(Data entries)
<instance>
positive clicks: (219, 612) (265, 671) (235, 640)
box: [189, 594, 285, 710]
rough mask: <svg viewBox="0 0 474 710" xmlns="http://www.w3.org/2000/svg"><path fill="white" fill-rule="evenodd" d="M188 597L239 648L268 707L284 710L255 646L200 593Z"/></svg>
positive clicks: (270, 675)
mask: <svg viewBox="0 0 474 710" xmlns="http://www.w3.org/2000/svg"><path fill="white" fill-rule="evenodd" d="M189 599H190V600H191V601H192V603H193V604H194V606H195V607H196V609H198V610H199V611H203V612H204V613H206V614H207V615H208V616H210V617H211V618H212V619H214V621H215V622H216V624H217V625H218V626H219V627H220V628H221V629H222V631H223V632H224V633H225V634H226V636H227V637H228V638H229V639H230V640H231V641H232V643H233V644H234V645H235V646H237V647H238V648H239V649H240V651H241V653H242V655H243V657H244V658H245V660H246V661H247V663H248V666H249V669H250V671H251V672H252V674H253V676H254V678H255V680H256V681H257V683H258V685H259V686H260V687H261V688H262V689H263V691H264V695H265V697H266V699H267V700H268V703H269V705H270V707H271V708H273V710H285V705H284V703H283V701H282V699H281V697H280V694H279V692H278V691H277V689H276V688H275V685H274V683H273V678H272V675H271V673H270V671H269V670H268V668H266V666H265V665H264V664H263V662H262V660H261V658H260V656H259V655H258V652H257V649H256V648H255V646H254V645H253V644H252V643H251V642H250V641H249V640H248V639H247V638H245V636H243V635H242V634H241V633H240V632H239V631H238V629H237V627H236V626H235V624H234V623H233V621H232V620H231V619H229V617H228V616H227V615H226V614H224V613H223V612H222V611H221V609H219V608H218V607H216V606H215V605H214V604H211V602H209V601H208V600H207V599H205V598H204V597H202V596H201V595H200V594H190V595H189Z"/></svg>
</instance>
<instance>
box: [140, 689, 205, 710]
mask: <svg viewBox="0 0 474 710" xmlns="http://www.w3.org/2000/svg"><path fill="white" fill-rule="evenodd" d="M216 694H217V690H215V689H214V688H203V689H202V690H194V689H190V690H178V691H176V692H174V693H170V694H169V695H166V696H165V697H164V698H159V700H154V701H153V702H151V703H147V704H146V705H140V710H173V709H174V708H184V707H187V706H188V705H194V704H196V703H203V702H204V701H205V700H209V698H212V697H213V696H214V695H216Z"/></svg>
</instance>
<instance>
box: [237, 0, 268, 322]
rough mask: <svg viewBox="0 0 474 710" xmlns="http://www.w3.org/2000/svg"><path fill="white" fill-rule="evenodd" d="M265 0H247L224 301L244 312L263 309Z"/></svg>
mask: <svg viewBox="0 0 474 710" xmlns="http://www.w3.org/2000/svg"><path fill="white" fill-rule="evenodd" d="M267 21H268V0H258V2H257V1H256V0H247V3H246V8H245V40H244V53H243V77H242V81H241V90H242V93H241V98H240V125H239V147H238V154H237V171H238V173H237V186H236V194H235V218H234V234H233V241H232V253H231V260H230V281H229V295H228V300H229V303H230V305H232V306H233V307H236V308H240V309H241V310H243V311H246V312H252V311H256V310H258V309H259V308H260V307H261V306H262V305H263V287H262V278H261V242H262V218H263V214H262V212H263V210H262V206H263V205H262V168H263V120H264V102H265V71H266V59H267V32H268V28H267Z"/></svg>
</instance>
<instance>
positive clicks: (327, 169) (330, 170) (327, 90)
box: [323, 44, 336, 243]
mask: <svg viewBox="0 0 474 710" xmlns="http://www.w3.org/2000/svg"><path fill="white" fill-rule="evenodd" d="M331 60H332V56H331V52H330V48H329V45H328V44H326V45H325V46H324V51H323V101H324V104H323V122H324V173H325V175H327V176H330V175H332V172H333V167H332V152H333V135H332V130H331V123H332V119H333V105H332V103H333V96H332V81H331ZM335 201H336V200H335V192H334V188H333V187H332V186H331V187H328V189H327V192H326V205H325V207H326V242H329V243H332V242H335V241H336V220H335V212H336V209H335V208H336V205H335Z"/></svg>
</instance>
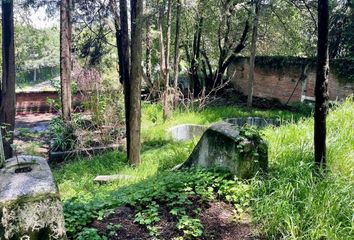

● **Assigned task**: Print the entries above exactly, leaving pictures out.

● **Solution to the problem**:
<instance>
positive clicks: (219, 612) (265, 671) (235, 640)
box: [189, 594, 285, 710]
rough mask: <svg viewBox="0 0 474 710" xmlns="http://www.w3.org/2000/svg"><path fill="white" fill-rule="evenodd" d="M188 597L239 648L268 707L284 710L255 646L200 593Z"/></svg>
positive clicks: (270, 675)
mask: <svg viewBox="0 0 474 710" xmlns="http://www.w3.org/2000/svg"><path fill="white" fill-rule="evenodd" d="M189 599H190V600H191V601H192V603H193V604H194V606H195V607H196V609H198V610H199V611H203V612H204V613H206V614H207V615H208V616H210V617H211V618H212V619H214V621H215V622H216V624H217V625H218V626H219V627H220V628H221V629H222V631H223V632H224V633H225V634H226V636H227V637H228V638H229V639H230V640H231V641H232V643H233V644H234V645H235V646H237V647H238V648H239V649H240V651H241V653H242V655H243V657H244V658H245V660H246V661H247V663H248V666H249V669H250V671H251V672H252V674H253V676H254V678H255V680H256V681H257V683H258V685H259V686H260V687H261V688H262V689H263V691H264V695H265V697H266V699H267V700H268V703H269V705H270V707H271V708H273V710H285V705H284V703H283V701H282V699H281V697H280V694H279V692H278V691H277V689H276V688H275V685H274V683H273V678H272V675H271V673H270V671H269V670H268V668H266V666H265V665H264V664H263V662H262V660H261V658H260V656H259V655H258V652H257V649H256V648H255V646H254V645H253V644H252V643H251V642H250V641H249V640H248V639H247V638H245V636H243V635H242V634H241V633H240V632H239V631H238V629H237V627H236V626H235V624H234V623H233V621H232V620H231V619H229V617H228V616H227V615H226V614H224V613H223V612H222V611H221V609H219V608H218V607H216V606H215V605H214V604H211V602H209V601H208V600H207V599H205V598H204V597H202V596H201V595H200V594H190V595H189Z"/></svg>
</instance>
<instance>
box: [140, 689, 205, 710]
mask: <svg viewBox="0 0 474 710" xmlns="http://www.w3.org/2000/svg"><path fill="white" fill-rule="evenodd" d="M216 694H217V690H215V689H214V688H203V689H202V690H194V689H190V690H178V691H176V692H174V693H170V694H169V695H166V696H165V697H164V698H159V700H154V701H153V702H151V703H147V704H146V705H140V710H173V709H174V708H184V707H187V706H188V705H194V704H196V703H203V702H204V701H205V700H209V698H212V697H213V696H214V695H216Z"/></svg>
</instance>
<instance>
box: [237, 0, 268, 322]
rough mask: <svg viewBox="0 0 474 710" xmlns="http://www.w3.org/2000/svg"><path fill="white" fill-rule="evenodd" d="M265 0H247L224 301L244 312L263 309Z"/></svg>
mask: <svg viewBox="0 0 474 710" xmlns="http://www.w3.org/2000/svg"><path fill="white" fill-rule="evenodd" d="M267 21H268V0H258V2H257V1H256V0H247V3H246V8H245V40H244V53H243V77H242V81H241V90H242V93H241V98H240V125H239V147H238V154H237V171H238V173H237V186H236V194H235V218H234V234H233V241H232V253H231V260H230V281H229V295H228V300H229V303H230V305H232V306H233V307H236V308H240V309H241V310H243V311H246V312H252V311H256V310H258V309H259V308H260V307H261V306H262V305H263V287H262V278H261V242H262V218H263V214H262V212H263V210H262V206H263V205H262V168H263V120H264V102H265V71H266V59H267V32H268V28H267Z"/></svg>
</instance>
<instance>
positive clicks: (327, 169) (330, 170) (327, 90)
box: [323, 44, 336, 243]
mask: <svg viewBox="0 0 474 710" xmlns="http://www.w3.org/2000/svg"><path fill="white" fill-rule="evenodd" d="M331 60H332V56H331V52H330V48H329V45H328V44H326V45H325V46H324V51H323V101H324V104H323V122H324V173H325V175H327V176H330V175H332V172H333V167H332V152H333V135H332V130H331V123H332V119H333V105H332V103H333V96H332V81H331ZM335 201H336V200H335V192H334V188H333V187H332V186H331V187H328V189H327V192H326V205H325V207H326V242H329V243H332V242H335V241H336V220H335V212H336V209H335V208H336V205H335Z"/></svg>
</instance>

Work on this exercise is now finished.